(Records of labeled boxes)
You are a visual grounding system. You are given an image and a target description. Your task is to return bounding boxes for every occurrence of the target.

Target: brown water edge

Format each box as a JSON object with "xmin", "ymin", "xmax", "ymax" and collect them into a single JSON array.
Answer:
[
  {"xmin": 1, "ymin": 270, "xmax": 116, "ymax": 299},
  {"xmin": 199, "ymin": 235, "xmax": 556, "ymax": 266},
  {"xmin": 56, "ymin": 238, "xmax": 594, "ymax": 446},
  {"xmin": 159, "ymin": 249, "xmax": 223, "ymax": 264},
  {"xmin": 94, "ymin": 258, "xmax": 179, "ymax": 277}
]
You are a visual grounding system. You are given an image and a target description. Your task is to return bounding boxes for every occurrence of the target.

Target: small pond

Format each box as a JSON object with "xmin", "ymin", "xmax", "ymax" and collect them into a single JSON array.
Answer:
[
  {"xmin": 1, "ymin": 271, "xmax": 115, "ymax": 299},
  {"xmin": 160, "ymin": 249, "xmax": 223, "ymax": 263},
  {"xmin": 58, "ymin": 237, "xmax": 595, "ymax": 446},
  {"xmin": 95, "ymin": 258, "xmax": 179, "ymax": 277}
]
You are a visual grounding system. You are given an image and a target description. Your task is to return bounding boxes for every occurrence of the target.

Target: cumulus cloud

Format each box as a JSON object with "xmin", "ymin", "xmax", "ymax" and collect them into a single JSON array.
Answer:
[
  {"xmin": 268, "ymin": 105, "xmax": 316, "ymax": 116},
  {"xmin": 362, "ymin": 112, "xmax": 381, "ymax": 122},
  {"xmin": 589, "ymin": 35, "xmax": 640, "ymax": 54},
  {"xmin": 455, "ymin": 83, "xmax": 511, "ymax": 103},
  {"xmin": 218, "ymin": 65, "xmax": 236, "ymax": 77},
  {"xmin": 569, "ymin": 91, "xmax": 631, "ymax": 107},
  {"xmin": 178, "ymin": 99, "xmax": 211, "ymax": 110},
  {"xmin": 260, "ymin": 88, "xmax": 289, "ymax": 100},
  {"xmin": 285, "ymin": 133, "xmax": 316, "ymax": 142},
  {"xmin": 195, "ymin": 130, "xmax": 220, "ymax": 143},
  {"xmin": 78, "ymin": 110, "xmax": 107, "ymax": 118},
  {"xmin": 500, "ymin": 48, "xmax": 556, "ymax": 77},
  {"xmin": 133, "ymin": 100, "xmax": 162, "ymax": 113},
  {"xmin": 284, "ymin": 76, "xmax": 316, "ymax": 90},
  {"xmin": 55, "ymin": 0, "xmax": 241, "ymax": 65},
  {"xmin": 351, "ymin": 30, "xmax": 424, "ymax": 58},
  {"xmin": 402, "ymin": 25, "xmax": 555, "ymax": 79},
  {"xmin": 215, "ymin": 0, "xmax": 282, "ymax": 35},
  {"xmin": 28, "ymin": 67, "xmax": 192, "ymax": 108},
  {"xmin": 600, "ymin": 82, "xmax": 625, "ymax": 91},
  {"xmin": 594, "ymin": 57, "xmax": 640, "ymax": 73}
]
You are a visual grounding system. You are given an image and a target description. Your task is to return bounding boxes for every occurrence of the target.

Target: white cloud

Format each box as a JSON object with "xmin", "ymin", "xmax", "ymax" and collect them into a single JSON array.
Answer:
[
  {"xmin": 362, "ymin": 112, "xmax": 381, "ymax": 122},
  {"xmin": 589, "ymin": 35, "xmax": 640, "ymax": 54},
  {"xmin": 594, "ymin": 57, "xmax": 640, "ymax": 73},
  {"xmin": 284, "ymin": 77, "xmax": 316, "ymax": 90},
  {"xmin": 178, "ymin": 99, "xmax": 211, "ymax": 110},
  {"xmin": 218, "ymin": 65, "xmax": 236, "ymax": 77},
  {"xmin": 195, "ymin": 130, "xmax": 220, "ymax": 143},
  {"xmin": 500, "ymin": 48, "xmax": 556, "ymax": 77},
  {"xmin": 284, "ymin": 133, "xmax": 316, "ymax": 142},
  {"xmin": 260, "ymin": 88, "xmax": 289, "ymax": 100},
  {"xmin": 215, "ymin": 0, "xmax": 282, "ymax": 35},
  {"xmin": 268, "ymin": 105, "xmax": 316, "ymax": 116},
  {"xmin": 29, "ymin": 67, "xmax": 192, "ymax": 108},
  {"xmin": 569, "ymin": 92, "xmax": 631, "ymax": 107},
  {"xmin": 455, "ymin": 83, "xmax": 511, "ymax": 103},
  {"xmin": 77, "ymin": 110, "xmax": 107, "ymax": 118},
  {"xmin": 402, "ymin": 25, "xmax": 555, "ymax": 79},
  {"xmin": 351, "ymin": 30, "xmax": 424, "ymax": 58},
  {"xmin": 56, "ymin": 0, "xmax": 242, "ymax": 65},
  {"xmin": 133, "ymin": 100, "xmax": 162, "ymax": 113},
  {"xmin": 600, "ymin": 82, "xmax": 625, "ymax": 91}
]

● **Exercise objective**
Filter the records above down to the lines that contain the string "cloud", and copy each of those lines. Treat uppercase and lowercase as different.

● **Right answer**
Target: cumulus cloud
Target: white cloud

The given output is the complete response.